• [REQUEST]: Please turn the material into a numbered list with blank lines left out, covering only the part that begins at the line containing "Target: boy's hand" and runs through the final line of the material.

===== EXERCISE INPUT

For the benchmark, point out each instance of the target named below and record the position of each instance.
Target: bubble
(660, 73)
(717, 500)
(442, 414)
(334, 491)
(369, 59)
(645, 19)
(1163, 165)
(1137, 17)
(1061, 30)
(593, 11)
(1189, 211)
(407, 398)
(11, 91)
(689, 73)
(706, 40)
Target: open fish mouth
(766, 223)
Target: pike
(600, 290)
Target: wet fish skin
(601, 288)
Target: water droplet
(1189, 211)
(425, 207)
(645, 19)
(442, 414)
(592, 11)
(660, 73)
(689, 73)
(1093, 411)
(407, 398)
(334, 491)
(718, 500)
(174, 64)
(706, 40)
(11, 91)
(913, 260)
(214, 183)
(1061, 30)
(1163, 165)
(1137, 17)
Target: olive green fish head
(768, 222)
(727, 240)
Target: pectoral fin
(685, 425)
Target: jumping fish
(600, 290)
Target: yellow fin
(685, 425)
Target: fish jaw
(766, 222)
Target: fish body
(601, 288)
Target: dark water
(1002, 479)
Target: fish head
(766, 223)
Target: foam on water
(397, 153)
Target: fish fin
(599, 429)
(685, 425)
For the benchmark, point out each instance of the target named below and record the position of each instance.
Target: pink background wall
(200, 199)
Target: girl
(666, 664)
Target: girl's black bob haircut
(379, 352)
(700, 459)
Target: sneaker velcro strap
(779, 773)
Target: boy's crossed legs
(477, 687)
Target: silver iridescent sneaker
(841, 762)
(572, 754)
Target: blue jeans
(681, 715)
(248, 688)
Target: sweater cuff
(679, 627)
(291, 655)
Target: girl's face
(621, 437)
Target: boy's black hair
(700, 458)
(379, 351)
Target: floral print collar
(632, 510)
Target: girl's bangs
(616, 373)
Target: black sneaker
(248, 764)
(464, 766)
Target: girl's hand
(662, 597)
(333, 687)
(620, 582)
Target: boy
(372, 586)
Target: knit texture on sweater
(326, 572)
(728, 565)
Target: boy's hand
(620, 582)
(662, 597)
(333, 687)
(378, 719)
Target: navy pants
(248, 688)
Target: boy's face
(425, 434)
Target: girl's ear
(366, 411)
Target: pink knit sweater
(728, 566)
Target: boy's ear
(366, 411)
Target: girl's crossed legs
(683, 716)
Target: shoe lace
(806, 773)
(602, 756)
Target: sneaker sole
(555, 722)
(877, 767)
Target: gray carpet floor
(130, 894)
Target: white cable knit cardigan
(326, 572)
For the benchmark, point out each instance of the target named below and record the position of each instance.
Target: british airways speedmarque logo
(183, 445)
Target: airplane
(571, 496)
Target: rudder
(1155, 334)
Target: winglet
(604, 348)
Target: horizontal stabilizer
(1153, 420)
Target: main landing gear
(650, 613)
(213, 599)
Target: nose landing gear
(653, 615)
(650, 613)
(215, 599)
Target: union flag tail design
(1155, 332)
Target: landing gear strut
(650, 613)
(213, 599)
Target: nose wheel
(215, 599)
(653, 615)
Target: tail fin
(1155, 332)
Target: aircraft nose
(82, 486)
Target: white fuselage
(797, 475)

==========

• [RESULT OF THIS EXERCISE]:
1. Target: boy's hand
2. (620, 582)
3. (662, 597)
4. (333, 687)
5. (378, 719)
6. Target: navy pants
7. (248, 688)
8. Target: boy's face
9. (425, 434)
10. Target: girl's ear
11. (366, 411)
12. Target: pink knit sweater
13. (728, 566)
14. Target: boy's ear
15. (366, 411)
16. Target: girl's crossed legs
17. (683, 716)
18. Target: shoe lace
19. (806, 773)
20. (602, 756)
21. Target: sneaker sole
22. (555, 722)
23. (877, 767)
24. Target: gray carpet floor
25. (130, 894)
26. Target: white cable knit cardigan
27. (326, 572)
28. For the benchmark, point out each instance of the target named below and record the position of each instance.
29. Target: british airways speedmarque logo
30. (183, 445)
31. Target: airplane
32. (571, 496)
33. Target: rudder
34. (1155, 334)
35. Target: winglet
36. (604, 348)
37. Target: horizontal stabilizer
38. (1153, 420)
39. Target: main landing gear
40. (650, 613)
41. (213, 599)
42. Target: nose landing gear
43. (653, 615)
44. (650, 613)
45. (215, 599)
46. Target: union flag tail design
47. (1155, 332)
48. Target: landing gear strut
49. (650, 613)
50. (213, 599)
51. Target: nose wheel
52. (215, 599)
53. (653, 615)
54. Target: tail fin
55. (1155, 332)
56. Target: aircraft nose
57. (82, 486)
58. Target: white fuselage
59. (797, 475)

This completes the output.